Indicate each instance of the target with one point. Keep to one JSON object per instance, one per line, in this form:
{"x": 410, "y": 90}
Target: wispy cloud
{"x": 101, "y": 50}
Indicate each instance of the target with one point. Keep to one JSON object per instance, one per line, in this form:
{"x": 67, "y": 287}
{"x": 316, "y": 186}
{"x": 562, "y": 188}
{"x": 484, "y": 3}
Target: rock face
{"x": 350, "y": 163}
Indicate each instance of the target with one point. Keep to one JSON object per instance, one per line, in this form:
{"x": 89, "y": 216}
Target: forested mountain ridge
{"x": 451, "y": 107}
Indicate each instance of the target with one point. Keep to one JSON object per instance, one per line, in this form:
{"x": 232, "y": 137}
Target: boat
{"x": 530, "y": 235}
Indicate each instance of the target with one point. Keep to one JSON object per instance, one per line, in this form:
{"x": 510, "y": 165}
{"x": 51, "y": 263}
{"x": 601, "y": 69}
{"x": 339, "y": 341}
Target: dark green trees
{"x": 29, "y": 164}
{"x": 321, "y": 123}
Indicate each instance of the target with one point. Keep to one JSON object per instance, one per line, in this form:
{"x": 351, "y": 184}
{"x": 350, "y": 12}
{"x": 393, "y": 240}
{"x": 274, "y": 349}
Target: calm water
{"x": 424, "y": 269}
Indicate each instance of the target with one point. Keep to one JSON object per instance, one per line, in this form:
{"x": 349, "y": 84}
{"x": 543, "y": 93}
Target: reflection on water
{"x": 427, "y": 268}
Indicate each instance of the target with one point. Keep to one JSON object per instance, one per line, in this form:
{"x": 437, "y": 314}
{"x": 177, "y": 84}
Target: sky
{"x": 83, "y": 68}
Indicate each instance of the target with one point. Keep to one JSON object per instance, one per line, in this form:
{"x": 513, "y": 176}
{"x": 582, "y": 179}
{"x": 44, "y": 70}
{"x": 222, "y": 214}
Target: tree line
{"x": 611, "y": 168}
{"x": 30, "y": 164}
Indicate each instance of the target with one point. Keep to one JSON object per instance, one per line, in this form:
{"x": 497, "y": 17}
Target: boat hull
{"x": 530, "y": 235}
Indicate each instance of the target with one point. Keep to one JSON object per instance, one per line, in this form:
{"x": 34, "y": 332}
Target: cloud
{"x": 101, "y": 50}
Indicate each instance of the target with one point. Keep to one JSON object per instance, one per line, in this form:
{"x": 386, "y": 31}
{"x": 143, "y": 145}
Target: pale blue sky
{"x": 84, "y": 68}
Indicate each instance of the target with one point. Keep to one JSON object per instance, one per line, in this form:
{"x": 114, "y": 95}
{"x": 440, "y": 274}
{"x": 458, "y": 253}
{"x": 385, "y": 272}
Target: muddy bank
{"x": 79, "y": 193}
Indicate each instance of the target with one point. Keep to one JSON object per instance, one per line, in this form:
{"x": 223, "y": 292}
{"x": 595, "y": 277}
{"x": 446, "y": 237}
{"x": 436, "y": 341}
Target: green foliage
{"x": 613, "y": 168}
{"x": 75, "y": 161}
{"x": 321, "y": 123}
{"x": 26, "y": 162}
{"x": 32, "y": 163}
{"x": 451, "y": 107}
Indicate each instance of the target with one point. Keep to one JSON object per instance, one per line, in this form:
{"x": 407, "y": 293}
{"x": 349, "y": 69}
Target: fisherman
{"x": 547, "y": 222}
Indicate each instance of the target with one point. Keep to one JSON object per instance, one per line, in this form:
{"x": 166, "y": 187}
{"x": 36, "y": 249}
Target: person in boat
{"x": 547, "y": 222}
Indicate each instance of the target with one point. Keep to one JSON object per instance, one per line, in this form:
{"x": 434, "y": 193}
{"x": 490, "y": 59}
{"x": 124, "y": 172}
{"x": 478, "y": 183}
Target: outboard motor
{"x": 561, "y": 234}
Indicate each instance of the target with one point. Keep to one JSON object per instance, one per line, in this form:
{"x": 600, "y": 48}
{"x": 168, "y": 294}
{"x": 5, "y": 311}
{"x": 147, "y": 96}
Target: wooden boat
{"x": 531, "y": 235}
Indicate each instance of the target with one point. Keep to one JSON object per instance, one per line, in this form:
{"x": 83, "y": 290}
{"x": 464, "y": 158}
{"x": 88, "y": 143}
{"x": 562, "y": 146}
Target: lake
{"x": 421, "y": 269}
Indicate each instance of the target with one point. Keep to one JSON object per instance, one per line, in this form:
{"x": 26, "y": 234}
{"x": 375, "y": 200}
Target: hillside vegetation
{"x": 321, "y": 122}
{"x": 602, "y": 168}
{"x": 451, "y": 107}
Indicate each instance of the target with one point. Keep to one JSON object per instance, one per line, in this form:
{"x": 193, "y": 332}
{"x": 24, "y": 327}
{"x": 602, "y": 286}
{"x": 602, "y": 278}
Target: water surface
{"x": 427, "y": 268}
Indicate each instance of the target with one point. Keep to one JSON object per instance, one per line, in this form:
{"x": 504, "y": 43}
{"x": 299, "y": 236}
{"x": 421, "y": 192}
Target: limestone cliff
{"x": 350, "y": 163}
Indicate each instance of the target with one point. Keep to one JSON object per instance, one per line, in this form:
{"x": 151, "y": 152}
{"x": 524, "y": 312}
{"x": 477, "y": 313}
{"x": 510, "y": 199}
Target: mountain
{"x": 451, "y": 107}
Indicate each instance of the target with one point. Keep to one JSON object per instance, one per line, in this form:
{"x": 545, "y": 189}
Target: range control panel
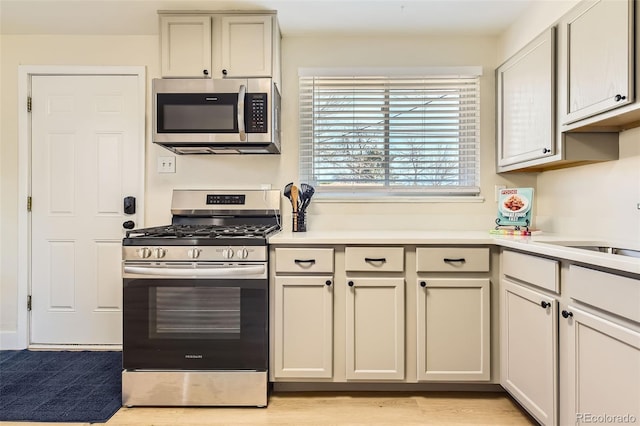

* * *

Required action
Retype the records in full, exactly as given, and omit the pictures.

Solution to the exercise
Indicate each instance of the target with one point. Keep to one JSON object per instance, one per line, in this form:
{"x": 410, "y": 90}
Target: wispy cloud
{"x": 101, "y": 50}
Indicate each instance of the target with one point. Keep to one JSON object per instance, one per line, in this form:
{"x": 67, "y": 287}
{"x": 316, "y": 186}
{"x": 562, "y": 188}
{"x": 484, "y": 3}
Target: rock face
{"x": 350, "y": 163}
Indicate each instance of the target with one point. Keep to one JSON object per instance, one per line, in this form:
{"x": 89, "y": 216}
Target: forested mountain ridge
{"x": 451, "y": 107}
Indicate each instance of the target with one point. Keep to one JSON object per instance, one per line, in this form:
{"x": 232, "y": 137}
Target: boat
{"x": 530, "y": 235}
Indicate each instance of the target with one point. Keep to one JSON object per instance, one per line, in this form:
{"x": 510, "y": 165}
{"x": 51, "y": 263}
{"x": 601, "y": 69}
{"x": 339, "y": 341}
Target: dark green trees
{"x": 29, "y": 164}
{"x": 321, "y": 123}
Indicate each instance of the target with one point. Keep to one JSON object per instance, one per line, in this form:
{"x": 351, "y": 184}
{"x": 350, "y": 12}
{"x": 393, "y": 240}
{"x": 274, "y": 349}
Target: calm water
{"x": 424, "y": 269}
Indicate each instance of the target with one point. Keep to one JSON object per instance, one per line, in this form:
{"x": 349, "y": 84}
{"x": 543, "y": 93}
Target: reflection on water
{"x": 427, "y": 268}
Indicate each instance of the target with one point. Keep to one JSON object per instance, one per line, in this form:
{"x": 437, "y": 314}
{"x": 177, "y": 84}
Target: sky
{"x": 83, "y": 68}
Indicate each instance of the target with one point. Keep to one JSON object per instance, one per line, in this form:
{"x": 513, "y": 176}
{"x": 582, "y": 179}
{"x": 44, "y": 70}
{"x": 222, "y": 214}
Target: tree line
{"x": 611, "y": 168}
{"x": 30, "y": 164}
Indicate each instance of the target with one point. Keep to one JSON object per instance, one per line, in this form:
{"x": 497, "y": 17}
Target: boat hull
{"x": 530, "y": 235}
Indicate each instance of the target with one point. Keep to one JSON object per instance, one per line, in this form:
{"x": 34, "y": 332}
Target: cloud
{"x": 101, "y": 50}
Indicate each instance of the target with one point. Keep to one JSON object per instance, one per line, in this form:
{"x": 386, "y": 31}
{"x": 143, "y": 145}
Target: pale blue sky
{"x": 84, "y": 68}
Indicate each instance of the target with one point. Keep to one JSON object per instance, one per line, in this form:
{"x": 114, "y": 95}
{"x": 440, "y": 274}
{"x": 458, "y": 253}
{"x": 385, "y": 272}
Target: muddy bank
{"x": 79, "y": 193}
Indicate each instance of the target with one point. Keep to one JSON object per instance, one per line, in this form:
{"x": 223, "y": 292}
{"x": 595, "y": 277}
{"x": 446, "y": 237}
{"x": 436, "y": 341}
Target: green foliage
{"x": 613, "y": 168}
{"x": 75, "y": 161}
{"x": 321, "y": 123}
{"x": 26, "y": 162}
{"x": 32, "y": 163}
{"x": 451, "y": 107}
Indicate each instance of the target with one point. Keep to one JSON object per instance, one per line, in this form:
{"x": 407, "y": 293}
{"x": 349, "y": 69}
Target: fisherman
{"x": 547, "y": 222}
Indicate each instance of the target with one point. Keep to one JSON object per instance, one per line, in this form:
{"x": 166, "y": 187}
{"x": 36, "y": 249}
Target: person in boat
{"x": 547, "y": 222}
Indicate each instance of the target with one point. Keep to one JSON object per instance, one per line, in this form:
{"x": 434, "y": 193}
{"x": 490, "y": 59}
{"x": 124, "y": 172}
{"x": 478, "y": 183}
Target: outboard motor
{"x": 561, "y": 234}
Indicate each instance of the target with one point. Keep to one JSON object per instance, one per line, in this form:
{"x": 600, "y": 48}
{"x": 168, "y": 294}
{"x": 5, "y": 311}
{"x": 147, "y": 96}
Target: wooden boat
{"x": 531, "y": 235}
Indicate each instance of the target with one point. Keep to one JSON object per instance, one per line, in this form:
{"x": 83, "y": 290}
{"x": 464, "y": 158}
{"x": 88, "y": 143}
{"x": 562, "y": 146}
Target: lake
{"x": 421, "y": 269}
Indicate each instance of the target with one point. Keep to one JSON object per instance, one per line, in this form:
{"x": 26, "y": 234}
{"x": 375, "y": 200}
Target: hillside vegetation
{"x": 321, "y": 122}
{"x": 602, "y": 168}
{"x": 451, "y": 107}
Indicate each instance of the target with one point. Keep to one JSON object per instance, one per line, in this form:
{"x": 193, "y": 332}
{"x": 24, "y": 327}
{"x": 602, "y": 286}
{"x": 602, "y": 278}
Target: water surface
{"x": 427, "y": 268}
Indicate each instance of the target with one point. Keep to one JSON object per instance, one per line, in this form:
{"x": 504, "y": 43}
{"x": 299, "y": 236}
{"x": 421, "y": 192}
Target: limestone cliff
{"x": 350, "y": 163}
Indicate each instance of the target with one point. Keep to one JSON object per instance, one per line, in this form:
{"x": 151, "y": 152}
{"x": 524, "y": 312}
{"x": 477, "y": 313}
{"x": 510, "y": 199}
Target: mountain
{"x": 451, "y": 107}
Indicate each instance of the target with one point. Keep to one JSON object per instance, one per line, in this form:
{"x": 545, "y": 189}
Target: range control panel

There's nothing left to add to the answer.